_Explore the material:_
1. Please translate this sentence from the Jefferson Lab article into Spanish: "A nanometer is one-billionth of a meter."
2. Carry on the Jefferson Lab article, picking up after its final sentence.

Tiny Machines Hold Big Dreams: Jefferson Lab Scientists Hope for State Funds (Daily Press)

Tiny Machines Hold Big Dreams:

Jefferson Lab Scientists Hope for State Funds

More than $65 million worth of equipment — used to help create atom-sized machines that could one day make anything from new cells to celery — might just sit idling if state lawmakers and Gov. Jim Gilmore can't agree on a budget for the state.

Officials with the Thomas Jefferson National Accelerator Facility hope the state will pass a budget amendment that includes money to build a two-story, 20,000-square-foot addition to the free-electron laser facility. The $3 million addition would house a $32 million synchotron and $36 million X-ray camera.

Researchers will use that equipment to help build nanotechnology, microscopic machines that could theoretically build anything from medicine to food. A nanometer is one-billionth of a meter.

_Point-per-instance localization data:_
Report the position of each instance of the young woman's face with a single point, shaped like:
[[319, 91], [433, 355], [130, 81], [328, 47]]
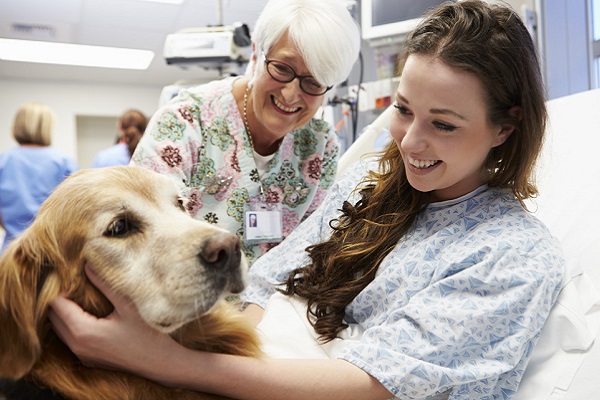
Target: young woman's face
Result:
[[441, 127], [282, 107]]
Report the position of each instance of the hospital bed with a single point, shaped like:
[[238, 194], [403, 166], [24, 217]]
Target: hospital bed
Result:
[[566, 360]]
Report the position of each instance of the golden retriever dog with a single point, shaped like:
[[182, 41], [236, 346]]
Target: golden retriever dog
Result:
[[131, 226]]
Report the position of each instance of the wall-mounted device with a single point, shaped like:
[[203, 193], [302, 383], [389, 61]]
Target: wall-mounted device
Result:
[[386, 20], [208, 46]]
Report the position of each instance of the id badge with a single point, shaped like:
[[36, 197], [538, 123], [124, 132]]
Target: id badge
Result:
[[262, 222]]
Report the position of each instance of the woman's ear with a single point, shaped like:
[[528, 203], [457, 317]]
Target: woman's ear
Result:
[[251, 68], [516, 113]]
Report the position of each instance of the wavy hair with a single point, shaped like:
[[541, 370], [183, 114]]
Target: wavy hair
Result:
[[487, 40]]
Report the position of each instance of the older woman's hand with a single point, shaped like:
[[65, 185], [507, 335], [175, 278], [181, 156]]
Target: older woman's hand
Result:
[[120, 341]]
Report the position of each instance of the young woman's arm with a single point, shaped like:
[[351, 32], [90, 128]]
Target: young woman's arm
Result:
[[123, 341]]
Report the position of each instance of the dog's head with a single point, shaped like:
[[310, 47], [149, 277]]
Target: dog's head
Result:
[[131, 226]]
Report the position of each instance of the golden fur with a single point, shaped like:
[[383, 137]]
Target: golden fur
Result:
[[131, 226]]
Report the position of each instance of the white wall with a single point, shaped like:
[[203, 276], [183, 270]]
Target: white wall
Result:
[[70, 100]]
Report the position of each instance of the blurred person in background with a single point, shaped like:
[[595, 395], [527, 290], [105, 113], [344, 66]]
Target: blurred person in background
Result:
[[131, 127], [30, 171]]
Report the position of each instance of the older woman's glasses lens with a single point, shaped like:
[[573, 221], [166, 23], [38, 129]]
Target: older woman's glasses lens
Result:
[[283, 73]]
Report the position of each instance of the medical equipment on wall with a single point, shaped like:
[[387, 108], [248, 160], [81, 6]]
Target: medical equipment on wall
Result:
[[209, 46]]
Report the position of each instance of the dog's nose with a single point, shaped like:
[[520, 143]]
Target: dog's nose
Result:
[[221, 250]]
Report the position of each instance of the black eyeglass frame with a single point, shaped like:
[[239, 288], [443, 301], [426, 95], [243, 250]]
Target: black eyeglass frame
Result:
[[294, 76]]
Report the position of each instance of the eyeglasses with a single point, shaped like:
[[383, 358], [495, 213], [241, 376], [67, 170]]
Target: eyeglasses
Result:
[[283, 73]]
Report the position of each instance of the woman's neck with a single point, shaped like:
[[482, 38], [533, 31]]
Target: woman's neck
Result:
[[262, 144]]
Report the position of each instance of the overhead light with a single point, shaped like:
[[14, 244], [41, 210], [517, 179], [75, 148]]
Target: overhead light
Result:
[[74, 54], [166, 1]]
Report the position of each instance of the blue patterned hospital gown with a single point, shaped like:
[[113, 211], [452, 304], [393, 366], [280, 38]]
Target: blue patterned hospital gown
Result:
[[457, 306]]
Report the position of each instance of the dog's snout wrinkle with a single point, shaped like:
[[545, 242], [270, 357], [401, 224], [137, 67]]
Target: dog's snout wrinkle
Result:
[[219, 249]]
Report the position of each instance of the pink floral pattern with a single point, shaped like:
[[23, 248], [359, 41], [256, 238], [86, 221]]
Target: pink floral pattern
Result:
[[200, 141]]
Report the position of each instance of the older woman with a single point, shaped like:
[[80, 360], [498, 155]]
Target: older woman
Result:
[[252, 144]]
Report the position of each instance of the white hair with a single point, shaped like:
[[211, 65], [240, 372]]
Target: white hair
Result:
[[323, 31]]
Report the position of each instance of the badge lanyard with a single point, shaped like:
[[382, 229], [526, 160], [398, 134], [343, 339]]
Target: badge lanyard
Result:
[[262, 218]]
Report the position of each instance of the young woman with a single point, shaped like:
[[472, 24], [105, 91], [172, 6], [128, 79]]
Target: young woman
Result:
[[254, 144], [422, 275]]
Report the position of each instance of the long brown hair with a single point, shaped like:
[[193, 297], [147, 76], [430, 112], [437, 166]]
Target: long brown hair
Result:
[[489, 41]]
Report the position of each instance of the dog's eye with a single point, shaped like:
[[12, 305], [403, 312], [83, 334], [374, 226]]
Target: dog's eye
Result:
[[119, 228]]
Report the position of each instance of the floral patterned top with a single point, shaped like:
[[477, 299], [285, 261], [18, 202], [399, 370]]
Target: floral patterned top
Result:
[[199, 140]]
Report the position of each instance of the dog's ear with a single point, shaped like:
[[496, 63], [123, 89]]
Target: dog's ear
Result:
[[23, 271]]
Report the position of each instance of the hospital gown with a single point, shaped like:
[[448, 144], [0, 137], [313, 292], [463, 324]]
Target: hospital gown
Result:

_Results of the exercise:_
1. Un nanómetro es la milmillonésima parte de un metro.

2.
But the Gilmore administration has found about $103.3 million to offset the $421 million hole in the state budget, and the governor has hinted he may not reconvene the General Assembly to hammer out a budget agreement. That means none of those amendments may be funded.

If that happens, the synchotron will remain in the Applied Research Building, which is too far from other equipment and too small to conduct experiments, said Fred Dylla, Jefferson Laboratory's free-electron laser program manager.

"If he doesn't call the session, then we're dead for a year," he said. "Had there not been the budget impasse on the car tax, this would have passed."

That would mean pushing back nanotechnology studies and other research, all made possible by the synchotron and the X-ray camera, the equivalent of a copy machine for atoms.

The synchotron would do two things: Allow researchers to see how atoms interact and act as an X-ray printing press to produce nano-sized microchips.

The laboratory's free-electron laser allows researchers to conduct a variety of experiments at atomic levels, so hooking it to the synchotron was a logical decision for Gwyn Williams, basic research program manager who headed efforts to acquire a synchotron.

The machine creates X-ray radiation -- about 1 million times the brightness of X-rays used in hospitals.

"You need that much light in order to light up a collection of a few atoms," he said.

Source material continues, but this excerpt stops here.